Source material |
# # # # #

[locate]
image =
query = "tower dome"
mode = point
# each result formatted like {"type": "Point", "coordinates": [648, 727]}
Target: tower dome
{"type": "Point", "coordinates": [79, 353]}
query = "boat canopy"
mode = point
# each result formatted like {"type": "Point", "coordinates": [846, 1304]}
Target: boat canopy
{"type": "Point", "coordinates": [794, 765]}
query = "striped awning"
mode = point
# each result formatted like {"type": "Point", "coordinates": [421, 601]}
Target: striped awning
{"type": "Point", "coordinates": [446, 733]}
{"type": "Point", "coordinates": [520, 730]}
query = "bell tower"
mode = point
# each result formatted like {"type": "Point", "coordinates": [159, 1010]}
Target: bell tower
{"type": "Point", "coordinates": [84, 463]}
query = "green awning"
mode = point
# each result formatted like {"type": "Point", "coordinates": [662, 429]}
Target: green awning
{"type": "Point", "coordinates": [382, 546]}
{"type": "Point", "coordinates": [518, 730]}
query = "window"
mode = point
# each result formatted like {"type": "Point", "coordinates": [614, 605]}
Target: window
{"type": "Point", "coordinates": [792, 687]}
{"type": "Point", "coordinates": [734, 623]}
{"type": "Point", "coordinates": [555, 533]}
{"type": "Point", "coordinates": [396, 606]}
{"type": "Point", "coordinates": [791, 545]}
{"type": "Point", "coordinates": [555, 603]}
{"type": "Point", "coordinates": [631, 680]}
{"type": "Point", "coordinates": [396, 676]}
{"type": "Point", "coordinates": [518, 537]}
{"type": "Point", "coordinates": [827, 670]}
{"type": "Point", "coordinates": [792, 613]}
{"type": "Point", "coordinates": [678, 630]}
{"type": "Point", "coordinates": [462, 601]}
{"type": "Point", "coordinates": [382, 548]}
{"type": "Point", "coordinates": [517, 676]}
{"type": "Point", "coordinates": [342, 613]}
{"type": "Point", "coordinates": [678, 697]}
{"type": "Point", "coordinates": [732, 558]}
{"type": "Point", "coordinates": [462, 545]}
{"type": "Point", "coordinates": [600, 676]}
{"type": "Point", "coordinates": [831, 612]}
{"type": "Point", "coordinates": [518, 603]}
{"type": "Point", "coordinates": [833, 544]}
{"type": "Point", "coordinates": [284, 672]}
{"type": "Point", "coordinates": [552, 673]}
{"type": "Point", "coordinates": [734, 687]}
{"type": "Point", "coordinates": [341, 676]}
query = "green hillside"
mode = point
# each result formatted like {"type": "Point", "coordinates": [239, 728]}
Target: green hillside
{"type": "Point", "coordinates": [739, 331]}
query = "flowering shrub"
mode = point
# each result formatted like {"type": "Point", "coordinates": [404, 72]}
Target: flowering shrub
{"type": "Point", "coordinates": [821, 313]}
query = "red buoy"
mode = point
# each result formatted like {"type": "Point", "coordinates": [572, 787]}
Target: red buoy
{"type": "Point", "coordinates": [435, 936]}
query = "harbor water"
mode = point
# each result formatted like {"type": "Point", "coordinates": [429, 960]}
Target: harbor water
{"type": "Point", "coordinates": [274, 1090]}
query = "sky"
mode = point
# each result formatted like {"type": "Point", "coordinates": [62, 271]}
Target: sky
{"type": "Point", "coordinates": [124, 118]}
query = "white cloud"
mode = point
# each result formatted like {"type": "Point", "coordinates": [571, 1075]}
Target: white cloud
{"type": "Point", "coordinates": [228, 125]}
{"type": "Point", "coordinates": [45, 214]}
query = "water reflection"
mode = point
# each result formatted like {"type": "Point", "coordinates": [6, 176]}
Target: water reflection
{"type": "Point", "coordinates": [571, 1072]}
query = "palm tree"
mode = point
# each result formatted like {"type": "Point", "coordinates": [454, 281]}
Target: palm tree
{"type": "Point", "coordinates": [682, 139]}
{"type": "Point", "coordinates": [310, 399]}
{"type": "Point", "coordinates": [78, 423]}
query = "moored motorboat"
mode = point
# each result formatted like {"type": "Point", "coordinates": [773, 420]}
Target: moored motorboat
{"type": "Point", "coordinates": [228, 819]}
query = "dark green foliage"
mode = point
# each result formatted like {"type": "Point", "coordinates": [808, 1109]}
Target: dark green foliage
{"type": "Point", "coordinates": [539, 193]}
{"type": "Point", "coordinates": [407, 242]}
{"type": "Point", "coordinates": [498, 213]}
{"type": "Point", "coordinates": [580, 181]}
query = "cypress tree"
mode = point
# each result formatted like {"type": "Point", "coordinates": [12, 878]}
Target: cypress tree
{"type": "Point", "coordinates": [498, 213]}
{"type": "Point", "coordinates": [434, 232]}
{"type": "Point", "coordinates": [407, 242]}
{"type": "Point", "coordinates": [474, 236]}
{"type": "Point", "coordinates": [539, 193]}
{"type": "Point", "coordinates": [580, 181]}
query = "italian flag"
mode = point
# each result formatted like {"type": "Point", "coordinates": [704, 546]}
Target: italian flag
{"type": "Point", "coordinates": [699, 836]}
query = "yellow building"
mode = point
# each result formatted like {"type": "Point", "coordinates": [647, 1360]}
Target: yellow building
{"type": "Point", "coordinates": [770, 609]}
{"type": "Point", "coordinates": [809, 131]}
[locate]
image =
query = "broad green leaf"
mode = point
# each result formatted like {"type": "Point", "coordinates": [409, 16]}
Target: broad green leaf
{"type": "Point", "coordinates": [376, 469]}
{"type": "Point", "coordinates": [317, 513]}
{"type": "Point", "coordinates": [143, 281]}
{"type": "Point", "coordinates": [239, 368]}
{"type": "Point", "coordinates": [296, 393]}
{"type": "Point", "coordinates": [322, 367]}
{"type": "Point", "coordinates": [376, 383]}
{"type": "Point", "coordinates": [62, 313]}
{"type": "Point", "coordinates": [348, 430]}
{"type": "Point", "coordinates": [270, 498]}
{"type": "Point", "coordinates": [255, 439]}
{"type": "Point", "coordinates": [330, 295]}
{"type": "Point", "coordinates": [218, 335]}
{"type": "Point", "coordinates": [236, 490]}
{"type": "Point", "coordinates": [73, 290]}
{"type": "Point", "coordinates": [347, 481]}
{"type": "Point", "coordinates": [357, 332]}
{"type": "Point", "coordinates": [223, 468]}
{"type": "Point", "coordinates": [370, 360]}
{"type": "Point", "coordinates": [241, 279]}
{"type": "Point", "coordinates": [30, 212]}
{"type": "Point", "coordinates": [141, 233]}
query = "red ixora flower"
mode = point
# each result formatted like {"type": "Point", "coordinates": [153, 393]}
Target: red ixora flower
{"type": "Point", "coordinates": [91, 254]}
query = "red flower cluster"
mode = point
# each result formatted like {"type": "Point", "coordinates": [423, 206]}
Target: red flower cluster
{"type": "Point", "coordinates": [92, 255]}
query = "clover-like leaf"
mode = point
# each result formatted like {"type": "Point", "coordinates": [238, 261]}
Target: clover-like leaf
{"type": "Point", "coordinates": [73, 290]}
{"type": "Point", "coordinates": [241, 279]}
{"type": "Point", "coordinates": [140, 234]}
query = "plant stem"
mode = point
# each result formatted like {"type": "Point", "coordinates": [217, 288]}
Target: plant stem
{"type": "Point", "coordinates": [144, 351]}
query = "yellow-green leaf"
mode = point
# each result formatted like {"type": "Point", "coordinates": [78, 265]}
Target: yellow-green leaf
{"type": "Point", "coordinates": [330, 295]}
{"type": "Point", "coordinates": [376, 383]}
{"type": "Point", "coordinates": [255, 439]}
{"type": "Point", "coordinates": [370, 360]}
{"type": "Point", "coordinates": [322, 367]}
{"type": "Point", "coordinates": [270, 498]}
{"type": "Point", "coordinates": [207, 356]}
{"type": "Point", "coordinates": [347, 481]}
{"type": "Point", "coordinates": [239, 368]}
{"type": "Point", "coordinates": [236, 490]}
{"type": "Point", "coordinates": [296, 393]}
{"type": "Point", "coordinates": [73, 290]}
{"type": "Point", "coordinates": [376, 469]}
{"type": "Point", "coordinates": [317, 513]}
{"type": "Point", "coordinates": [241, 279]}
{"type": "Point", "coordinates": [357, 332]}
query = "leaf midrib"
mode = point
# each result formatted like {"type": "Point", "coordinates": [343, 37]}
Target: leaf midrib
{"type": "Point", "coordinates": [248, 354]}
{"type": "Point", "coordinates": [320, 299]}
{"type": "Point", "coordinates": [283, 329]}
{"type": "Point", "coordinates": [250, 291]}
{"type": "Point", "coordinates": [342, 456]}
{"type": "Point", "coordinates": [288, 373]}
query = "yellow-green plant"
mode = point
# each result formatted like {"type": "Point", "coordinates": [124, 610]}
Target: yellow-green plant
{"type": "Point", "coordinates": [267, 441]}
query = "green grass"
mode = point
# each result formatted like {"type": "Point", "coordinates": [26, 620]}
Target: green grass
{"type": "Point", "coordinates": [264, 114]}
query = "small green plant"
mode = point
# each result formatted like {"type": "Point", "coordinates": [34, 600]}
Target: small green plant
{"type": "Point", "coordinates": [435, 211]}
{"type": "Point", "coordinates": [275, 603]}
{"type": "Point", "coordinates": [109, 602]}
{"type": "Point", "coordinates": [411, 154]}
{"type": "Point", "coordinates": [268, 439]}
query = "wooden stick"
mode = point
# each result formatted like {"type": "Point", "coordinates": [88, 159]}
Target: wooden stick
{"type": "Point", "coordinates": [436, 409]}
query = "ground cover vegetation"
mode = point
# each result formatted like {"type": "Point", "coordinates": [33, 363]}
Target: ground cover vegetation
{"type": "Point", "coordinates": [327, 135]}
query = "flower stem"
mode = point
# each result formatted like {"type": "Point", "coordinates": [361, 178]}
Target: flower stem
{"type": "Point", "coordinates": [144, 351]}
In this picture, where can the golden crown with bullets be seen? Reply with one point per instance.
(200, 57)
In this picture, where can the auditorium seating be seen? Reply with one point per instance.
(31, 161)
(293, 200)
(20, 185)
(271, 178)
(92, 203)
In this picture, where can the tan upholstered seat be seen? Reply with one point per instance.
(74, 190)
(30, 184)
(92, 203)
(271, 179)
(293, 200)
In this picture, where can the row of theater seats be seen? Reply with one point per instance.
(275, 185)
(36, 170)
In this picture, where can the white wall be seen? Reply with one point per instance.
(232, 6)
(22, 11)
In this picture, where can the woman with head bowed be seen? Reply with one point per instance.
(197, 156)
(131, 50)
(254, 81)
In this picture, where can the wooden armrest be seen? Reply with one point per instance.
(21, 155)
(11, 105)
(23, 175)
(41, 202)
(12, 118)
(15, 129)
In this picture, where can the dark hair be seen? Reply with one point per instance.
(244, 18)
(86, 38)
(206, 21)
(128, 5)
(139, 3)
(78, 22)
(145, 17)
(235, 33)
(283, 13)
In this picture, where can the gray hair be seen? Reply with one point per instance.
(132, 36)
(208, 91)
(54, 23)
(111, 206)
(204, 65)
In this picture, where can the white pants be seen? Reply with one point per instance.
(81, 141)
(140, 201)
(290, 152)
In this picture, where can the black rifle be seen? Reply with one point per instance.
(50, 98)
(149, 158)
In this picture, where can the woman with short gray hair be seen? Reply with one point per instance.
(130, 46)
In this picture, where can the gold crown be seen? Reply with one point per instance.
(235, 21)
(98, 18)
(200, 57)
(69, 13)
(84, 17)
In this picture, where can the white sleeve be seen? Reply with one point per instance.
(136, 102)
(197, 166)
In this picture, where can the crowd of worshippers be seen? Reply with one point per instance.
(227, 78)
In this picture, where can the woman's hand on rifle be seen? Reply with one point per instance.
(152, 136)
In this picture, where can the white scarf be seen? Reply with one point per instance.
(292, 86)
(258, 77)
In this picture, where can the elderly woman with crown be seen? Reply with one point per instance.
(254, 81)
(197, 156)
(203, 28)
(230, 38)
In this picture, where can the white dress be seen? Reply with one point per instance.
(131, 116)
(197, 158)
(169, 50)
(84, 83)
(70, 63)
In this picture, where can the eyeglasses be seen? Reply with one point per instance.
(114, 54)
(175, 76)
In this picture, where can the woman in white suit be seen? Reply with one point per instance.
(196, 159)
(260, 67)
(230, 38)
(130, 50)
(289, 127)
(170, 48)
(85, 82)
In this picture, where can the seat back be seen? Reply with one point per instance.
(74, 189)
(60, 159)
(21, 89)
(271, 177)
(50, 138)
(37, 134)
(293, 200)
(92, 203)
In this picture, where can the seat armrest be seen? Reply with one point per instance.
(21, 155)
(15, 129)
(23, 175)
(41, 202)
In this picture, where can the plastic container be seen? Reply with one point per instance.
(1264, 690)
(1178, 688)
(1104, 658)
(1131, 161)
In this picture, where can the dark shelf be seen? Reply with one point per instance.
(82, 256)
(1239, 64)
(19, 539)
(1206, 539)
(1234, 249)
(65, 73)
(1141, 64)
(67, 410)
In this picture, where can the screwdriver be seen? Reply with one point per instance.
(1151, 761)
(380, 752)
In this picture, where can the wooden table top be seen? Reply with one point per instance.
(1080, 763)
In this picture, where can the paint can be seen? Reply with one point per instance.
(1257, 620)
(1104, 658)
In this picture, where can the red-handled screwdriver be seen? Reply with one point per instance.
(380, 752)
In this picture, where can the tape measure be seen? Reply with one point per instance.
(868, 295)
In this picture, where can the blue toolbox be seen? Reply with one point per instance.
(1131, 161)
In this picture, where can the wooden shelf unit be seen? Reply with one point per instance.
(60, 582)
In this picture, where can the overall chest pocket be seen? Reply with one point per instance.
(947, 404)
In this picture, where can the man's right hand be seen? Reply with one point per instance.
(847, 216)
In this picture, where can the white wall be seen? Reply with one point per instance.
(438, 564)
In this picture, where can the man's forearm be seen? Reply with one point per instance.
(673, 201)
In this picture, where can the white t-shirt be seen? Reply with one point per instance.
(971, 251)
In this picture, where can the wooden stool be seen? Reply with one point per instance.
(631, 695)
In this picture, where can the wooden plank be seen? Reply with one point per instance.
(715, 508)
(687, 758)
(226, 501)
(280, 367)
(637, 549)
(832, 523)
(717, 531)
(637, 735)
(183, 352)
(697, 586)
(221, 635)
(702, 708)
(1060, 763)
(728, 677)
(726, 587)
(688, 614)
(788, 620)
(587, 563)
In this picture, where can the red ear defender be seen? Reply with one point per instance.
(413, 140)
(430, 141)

# # # # #

Exercise goal | Return the line where "In this picture, where can the red ear" appears, then every line after it to the end of the listing, all exactly as written.

Solution for this exercise |
In this picture, where can the red ear defender be seen? Reply with one point per instance.
(413, 140)
(430, 141)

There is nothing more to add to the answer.